## Exercise aim
Only lines with the word "carport" belong in the answer; copy them from the records below.

[Stored data]

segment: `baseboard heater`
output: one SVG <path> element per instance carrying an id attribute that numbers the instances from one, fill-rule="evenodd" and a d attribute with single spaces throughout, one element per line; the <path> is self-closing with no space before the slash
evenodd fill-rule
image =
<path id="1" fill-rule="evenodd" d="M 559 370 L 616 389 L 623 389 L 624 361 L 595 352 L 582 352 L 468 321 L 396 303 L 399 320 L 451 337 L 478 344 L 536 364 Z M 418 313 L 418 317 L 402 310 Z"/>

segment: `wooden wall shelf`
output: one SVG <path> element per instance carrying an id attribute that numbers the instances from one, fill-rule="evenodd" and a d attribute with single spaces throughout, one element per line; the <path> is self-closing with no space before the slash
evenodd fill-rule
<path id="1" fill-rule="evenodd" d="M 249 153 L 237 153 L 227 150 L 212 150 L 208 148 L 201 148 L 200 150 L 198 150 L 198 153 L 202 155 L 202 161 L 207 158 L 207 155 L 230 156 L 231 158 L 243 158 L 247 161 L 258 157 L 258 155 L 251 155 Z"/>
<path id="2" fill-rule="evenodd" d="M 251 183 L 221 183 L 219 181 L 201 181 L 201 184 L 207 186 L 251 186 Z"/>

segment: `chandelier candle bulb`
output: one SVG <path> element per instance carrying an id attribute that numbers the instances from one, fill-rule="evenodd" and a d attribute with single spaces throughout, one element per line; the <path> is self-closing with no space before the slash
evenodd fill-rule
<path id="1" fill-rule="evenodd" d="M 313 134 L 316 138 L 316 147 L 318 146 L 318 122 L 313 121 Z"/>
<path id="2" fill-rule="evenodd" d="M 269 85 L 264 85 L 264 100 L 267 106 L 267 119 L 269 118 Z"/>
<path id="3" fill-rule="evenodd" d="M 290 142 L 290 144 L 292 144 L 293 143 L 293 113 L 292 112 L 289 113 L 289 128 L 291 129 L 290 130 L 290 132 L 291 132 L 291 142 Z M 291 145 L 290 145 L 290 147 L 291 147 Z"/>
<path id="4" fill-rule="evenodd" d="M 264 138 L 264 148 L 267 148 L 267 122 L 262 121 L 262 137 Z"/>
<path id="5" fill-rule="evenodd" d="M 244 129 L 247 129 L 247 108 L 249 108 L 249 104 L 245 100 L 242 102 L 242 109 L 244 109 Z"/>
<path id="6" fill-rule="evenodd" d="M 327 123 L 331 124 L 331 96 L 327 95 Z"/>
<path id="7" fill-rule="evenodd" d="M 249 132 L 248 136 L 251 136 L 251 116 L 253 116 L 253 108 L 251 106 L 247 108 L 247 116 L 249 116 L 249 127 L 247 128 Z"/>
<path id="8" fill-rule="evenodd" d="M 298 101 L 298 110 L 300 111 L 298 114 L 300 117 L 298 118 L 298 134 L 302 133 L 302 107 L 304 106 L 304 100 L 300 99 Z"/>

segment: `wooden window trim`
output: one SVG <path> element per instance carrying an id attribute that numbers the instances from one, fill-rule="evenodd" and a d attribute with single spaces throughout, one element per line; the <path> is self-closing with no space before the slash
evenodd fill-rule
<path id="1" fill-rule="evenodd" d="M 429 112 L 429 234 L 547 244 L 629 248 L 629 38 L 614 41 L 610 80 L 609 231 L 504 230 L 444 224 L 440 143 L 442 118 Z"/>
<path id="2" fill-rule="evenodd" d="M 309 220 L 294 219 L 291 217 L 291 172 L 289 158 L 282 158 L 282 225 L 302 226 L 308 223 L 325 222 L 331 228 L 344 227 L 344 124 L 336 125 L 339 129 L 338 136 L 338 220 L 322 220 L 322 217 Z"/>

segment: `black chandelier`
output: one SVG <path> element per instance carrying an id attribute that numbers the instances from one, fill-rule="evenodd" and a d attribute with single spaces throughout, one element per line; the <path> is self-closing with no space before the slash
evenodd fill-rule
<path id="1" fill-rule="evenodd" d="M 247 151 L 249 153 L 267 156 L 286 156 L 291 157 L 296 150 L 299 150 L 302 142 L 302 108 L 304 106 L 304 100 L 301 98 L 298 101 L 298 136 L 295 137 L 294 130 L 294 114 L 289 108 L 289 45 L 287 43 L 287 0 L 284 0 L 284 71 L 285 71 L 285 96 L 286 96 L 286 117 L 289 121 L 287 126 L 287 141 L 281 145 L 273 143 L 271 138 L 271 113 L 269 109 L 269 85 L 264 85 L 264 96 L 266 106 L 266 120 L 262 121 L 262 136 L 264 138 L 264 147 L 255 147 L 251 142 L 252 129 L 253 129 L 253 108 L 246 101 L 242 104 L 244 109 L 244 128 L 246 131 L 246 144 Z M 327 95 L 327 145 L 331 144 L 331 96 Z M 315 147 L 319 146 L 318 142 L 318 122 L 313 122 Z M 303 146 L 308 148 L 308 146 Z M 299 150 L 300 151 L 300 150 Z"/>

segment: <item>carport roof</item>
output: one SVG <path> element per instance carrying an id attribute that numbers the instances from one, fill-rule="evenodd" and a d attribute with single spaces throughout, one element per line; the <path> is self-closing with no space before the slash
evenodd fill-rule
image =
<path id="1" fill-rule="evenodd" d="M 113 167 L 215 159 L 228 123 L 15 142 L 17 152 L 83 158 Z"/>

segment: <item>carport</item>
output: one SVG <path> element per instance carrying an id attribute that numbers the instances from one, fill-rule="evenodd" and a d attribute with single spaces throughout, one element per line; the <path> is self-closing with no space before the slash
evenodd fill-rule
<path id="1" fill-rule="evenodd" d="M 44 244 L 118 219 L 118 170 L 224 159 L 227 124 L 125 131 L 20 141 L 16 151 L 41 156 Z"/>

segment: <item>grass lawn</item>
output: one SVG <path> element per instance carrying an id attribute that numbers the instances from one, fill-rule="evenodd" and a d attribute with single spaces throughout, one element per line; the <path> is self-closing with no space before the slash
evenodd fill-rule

* * *

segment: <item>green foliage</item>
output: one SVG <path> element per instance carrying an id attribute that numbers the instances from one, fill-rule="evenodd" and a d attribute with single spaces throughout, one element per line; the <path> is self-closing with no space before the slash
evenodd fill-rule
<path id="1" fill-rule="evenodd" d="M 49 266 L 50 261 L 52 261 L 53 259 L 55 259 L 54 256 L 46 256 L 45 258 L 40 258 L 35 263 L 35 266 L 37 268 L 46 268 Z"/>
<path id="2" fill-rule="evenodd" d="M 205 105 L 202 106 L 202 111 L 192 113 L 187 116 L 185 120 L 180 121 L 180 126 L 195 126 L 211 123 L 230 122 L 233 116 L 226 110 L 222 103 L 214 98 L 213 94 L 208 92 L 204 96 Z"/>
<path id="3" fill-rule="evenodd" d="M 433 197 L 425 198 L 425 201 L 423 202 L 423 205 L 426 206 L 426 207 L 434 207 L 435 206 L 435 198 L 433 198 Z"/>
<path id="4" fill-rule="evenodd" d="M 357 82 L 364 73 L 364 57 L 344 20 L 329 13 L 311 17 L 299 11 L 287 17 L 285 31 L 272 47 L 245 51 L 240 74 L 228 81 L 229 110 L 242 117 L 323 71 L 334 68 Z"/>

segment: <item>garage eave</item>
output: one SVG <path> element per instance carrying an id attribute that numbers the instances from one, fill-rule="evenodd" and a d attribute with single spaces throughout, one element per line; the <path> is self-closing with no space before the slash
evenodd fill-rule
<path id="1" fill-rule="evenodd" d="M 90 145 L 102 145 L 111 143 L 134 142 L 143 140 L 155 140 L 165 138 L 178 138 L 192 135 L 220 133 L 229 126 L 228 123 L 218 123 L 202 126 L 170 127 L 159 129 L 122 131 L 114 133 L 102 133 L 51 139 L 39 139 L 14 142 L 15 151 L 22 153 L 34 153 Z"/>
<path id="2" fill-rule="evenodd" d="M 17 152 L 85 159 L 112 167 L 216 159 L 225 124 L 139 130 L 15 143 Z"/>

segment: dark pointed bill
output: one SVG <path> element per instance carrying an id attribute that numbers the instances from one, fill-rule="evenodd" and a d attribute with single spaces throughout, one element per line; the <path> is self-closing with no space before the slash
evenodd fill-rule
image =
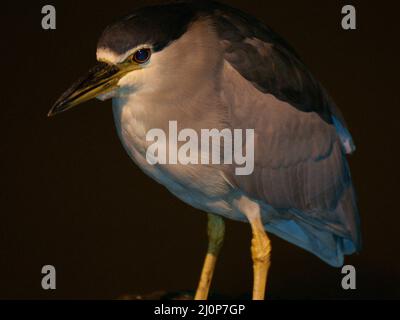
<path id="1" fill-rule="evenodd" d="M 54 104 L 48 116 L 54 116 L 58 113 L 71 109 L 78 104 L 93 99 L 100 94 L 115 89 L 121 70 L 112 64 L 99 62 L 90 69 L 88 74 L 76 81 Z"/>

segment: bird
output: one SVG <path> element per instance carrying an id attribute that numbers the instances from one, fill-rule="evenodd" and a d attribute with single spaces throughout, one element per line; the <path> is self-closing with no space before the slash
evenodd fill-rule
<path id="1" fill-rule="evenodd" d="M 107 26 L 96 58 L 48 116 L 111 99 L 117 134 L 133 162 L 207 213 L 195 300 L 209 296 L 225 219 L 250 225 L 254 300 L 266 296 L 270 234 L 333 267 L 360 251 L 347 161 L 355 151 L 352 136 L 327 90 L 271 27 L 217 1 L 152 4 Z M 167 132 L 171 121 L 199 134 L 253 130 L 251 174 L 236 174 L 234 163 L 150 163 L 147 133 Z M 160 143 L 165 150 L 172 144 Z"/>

--

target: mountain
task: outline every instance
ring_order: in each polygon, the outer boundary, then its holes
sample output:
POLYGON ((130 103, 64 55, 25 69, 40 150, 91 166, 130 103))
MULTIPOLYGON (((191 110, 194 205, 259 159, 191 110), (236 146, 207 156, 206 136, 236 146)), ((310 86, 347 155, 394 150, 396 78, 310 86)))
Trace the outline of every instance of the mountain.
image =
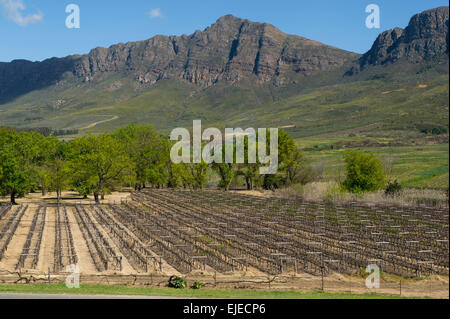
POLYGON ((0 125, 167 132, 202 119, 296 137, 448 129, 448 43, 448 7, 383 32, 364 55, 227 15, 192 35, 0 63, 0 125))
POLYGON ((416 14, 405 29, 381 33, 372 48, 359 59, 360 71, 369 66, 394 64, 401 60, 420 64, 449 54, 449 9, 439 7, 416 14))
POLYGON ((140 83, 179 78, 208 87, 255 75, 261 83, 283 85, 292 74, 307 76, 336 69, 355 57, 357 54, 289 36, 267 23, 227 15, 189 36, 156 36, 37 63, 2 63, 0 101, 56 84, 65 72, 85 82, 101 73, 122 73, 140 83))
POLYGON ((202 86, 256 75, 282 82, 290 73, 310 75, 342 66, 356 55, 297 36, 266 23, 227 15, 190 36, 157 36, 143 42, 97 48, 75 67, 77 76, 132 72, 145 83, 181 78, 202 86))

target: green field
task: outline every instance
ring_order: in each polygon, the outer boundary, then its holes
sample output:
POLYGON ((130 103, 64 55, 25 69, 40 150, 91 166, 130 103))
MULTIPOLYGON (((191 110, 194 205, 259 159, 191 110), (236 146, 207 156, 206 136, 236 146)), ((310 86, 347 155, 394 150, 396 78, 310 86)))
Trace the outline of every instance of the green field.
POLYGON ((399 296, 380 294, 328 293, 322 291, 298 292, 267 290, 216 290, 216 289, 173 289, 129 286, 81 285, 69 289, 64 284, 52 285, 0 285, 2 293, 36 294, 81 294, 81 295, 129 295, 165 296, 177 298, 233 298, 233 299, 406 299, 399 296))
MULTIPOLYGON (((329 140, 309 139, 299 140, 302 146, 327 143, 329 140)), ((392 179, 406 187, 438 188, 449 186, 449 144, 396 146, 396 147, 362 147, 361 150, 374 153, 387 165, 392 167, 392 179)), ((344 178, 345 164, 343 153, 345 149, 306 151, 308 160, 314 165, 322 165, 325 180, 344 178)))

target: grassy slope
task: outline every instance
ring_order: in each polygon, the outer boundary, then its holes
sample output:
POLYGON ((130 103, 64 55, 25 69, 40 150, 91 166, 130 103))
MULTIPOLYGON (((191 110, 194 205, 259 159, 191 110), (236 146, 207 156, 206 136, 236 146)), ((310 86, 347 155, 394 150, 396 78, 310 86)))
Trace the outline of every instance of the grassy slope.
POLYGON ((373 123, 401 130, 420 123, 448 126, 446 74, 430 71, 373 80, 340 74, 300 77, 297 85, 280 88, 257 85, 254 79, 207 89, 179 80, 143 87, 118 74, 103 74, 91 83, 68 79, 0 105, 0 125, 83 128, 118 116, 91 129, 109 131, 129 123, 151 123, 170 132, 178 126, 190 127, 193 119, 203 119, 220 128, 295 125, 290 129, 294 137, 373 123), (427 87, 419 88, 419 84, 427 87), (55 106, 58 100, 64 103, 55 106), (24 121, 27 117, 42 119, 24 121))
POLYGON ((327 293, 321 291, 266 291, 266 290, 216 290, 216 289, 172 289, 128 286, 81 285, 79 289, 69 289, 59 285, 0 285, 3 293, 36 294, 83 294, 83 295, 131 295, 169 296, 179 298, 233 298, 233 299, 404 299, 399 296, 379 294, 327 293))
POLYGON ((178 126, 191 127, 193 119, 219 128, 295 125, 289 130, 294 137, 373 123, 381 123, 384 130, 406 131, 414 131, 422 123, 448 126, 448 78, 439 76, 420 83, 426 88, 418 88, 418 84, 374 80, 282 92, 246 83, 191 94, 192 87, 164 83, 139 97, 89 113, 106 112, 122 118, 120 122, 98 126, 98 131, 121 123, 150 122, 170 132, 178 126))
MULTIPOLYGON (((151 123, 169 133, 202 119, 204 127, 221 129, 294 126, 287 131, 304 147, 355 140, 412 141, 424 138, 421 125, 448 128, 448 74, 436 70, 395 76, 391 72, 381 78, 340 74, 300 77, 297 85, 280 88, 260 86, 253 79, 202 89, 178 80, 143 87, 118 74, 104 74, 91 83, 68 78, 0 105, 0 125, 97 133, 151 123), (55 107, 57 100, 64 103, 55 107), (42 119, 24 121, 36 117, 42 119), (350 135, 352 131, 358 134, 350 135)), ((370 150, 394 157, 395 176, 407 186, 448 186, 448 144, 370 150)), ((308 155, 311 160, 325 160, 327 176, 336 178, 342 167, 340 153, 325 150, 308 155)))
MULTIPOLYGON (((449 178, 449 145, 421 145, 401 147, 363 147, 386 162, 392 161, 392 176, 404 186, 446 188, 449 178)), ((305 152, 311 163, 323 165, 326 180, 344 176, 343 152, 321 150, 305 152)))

## Answer area
segment: <item>carport roof</item>
segment: <item>carport</item>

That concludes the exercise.